### Textauszug
Edmond de Rothschild: US-Märkte - kommt jetzt die große Rotation?

Die Anleger behalten die Nerven. Donald Trumps Sieg bei der US-Präsidentschaftswahl hat an den Märkten keine großen Turbulenzen ausgelöst. Nach dem ersten Schock ist jetzt der richtige Zeitpunkt für einen Blick auf die Positionierung.

23.11.2016 | 14:33 Uhr

Wird aus dem Wahlergebnis eine neue Marktdynamik entstehen?

Über zwei Jahre lang haben Anleger Bewertungskennzahlen ignoriert und bevorzugt Aktien mit langfristigem Wachstumspotenzial gekauft. Im Fokus standen dabei konjunkturunempfindliche Unternehmen mit geringer Anfälligkeit für einen wirtschaftlichen Einbruch. Diese ausgeprägte Risikoaversion war ungünstig für den substanzwertorientierten Ansatz unseres Investmentteams. Zurückhaltende Szenarien zum US-Wirtschaftswachstum und Sorgen über die Entwicklung der Unternehmensgewinne belasteten viele Titel.

### Bereitgestelltes Material
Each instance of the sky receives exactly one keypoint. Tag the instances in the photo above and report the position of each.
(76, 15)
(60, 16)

### Aufgabe
Gib aus dem Textauszug über die US-Märkte die Passage wörtlich wieder, die mit den Worten „Über zwei Jahre“ beginnt und mit „belasteten viele Titel.“ endet.

### Endergebnis
Über zwei Jahre lang haben Anleger Bewertungskennzahlen ignoriert und bevorzugt Aktien mit langfristigem Wachstumspotenzial gekauft. Im Fokus standen dabei konjunkturunempfindliche Unternehmen mit geringer Anfälligkeit für einen wirtschaftlichen Einbruch. Diese ausgeprägte Risikoaversion war ungünstig für den substanzwertorientierten Ansatz unseres Investmentteams. Zurückhaltende Szenarien zum US-Wirtschaftswachstum und Sorgen über die Entwicklung der Unternehmensgewinne belasteten viele Titel.